Exercise goal: Copy out, exactly and with nothing else, the stretch of lines that starts at the line containing "with dark hair in the photo above." and finishes at the end of the data.

Available records:

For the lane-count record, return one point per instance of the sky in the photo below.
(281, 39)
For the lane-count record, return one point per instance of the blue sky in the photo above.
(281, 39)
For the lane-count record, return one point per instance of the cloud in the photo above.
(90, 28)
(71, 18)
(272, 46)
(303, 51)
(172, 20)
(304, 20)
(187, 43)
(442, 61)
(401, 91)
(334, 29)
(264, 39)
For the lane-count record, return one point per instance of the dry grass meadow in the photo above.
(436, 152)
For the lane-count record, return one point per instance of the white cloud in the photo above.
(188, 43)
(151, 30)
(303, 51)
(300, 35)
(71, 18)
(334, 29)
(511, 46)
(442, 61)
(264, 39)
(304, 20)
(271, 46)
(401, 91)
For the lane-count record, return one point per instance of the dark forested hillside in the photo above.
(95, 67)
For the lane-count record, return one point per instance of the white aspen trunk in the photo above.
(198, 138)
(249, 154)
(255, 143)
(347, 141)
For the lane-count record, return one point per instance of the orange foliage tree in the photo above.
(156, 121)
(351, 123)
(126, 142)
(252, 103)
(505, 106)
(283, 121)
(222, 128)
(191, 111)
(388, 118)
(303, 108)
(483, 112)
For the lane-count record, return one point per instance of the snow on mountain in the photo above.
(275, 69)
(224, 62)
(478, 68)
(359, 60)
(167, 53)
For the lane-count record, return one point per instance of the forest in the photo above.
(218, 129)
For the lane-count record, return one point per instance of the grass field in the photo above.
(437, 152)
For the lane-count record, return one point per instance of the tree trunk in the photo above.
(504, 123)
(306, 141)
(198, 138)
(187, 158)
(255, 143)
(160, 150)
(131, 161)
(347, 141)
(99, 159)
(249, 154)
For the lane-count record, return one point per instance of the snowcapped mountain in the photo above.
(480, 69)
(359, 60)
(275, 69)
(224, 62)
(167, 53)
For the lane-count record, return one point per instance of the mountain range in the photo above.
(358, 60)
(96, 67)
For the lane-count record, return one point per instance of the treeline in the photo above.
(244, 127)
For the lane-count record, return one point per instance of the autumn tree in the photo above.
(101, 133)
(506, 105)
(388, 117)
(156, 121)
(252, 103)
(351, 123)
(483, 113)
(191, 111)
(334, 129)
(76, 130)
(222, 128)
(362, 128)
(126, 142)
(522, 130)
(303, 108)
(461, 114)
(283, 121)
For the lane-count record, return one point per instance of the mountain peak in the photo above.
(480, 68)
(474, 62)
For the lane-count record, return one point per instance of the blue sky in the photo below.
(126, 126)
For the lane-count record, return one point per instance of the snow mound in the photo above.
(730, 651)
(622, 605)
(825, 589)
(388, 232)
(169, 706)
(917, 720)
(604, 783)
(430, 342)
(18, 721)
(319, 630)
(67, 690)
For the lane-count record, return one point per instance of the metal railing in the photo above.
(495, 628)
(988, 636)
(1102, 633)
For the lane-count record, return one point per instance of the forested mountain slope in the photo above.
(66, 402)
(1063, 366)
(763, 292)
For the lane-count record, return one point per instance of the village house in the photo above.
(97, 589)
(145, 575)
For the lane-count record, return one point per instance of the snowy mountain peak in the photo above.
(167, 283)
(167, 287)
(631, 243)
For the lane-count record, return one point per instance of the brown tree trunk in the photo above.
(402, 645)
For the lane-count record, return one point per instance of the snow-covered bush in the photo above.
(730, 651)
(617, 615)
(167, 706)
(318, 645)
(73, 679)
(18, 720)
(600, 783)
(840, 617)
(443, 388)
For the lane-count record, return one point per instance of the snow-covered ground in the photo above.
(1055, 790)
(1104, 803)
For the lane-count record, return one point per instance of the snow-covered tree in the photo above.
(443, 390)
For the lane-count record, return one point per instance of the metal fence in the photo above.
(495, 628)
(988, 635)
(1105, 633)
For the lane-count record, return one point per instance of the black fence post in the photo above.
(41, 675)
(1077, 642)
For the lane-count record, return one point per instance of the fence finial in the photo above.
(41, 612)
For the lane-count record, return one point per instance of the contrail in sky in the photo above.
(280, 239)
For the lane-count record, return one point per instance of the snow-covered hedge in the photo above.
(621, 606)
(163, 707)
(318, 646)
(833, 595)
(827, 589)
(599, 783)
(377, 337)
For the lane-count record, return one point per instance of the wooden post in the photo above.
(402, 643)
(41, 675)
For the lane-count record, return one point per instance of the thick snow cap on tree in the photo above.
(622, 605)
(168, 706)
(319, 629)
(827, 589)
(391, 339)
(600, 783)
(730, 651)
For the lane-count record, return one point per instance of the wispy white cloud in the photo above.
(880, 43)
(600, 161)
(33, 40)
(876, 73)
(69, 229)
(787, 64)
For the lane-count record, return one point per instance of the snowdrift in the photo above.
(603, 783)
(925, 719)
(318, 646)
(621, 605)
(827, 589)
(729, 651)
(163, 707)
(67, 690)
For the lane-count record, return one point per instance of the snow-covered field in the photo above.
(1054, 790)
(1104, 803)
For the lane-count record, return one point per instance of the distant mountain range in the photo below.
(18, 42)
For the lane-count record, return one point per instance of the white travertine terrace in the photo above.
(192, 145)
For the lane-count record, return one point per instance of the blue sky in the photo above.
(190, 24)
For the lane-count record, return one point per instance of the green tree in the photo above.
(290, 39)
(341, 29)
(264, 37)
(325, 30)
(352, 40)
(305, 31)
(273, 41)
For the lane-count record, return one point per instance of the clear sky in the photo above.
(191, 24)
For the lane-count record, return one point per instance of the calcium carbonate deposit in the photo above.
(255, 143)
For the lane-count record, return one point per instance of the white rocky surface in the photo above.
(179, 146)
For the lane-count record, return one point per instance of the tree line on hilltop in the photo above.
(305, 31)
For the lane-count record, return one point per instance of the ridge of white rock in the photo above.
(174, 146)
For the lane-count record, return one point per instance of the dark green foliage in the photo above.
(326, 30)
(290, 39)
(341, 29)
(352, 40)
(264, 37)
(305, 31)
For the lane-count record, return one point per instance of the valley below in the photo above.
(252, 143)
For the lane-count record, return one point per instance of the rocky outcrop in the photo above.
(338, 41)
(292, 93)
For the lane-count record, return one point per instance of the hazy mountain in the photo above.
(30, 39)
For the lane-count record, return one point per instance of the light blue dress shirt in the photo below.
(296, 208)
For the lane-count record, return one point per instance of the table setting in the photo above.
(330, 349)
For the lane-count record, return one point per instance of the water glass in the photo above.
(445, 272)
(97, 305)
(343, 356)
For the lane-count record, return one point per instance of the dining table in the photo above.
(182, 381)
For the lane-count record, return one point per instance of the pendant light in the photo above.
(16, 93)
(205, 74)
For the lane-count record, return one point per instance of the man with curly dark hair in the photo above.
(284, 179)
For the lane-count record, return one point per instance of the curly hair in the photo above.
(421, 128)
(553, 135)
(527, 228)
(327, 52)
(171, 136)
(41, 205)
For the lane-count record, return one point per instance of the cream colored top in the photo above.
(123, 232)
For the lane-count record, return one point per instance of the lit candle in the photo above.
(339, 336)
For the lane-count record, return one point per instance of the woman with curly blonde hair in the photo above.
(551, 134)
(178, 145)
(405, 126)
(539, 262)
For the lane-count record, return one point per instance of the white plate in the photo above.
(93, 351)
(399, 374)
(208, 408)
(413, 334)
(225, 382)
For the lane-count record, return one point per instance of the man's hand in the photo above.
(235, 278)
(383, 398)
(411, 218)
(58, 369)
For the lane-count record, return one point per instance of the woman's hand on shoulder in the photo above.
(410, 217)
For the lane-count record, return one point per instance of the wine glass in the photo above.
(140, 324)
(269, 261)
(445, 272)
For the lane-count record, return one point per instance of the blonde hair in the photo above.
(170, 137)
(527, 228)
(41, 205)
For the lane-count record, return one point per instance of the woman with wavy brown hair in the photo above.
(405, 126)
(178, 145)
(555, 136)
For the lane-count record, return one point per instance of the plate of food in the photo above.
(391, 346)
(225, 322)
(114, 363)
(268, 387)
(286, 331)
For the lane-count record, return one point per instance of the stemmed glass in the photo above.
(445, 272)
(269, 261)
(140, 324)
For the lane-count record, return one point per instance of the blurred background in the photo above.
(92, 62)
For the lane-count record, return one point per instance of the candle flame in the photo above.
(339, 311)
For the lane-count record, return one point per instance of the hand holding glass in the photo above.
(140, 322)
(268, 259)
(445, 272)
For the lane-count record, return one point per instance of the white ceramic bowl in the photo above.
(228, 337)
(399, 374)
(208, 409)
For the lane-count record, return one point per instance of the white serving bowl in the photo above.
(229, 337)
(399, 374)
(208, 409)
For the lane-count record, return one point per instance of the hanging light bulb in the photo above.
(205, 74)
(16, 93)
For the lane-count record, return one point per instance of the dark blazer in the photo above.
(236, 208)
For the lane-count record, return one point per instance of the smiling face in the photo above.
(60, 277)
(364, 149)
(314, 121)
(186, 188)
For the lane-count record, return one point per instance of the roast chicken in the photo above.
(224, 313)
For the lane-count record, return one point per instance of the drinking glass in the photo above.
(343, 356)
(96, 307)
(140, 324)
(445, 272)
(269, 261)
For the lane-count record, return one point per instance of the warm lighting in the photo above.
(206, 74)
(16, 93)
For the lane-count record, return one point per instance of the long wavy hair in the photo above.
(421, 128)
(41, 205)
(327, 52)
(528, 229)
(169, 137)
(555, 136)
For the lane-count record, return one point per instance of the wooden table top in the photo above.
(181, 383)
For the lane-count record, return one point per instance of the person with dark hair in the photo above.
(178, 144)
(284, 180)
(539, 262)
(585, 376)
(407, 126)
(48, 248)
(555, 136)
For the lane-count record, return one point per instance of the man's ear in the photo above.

Exercise answer:
For the lane-count record, return one point per instance of the person with dark hair in the photo above.
(178, 144)
(284, 180)
(539, 262)
(585, 376)
(407, 126)
(48, 248)
(555, 136)
For the lane-count record, return one point per instance of the man's ear in the photo above.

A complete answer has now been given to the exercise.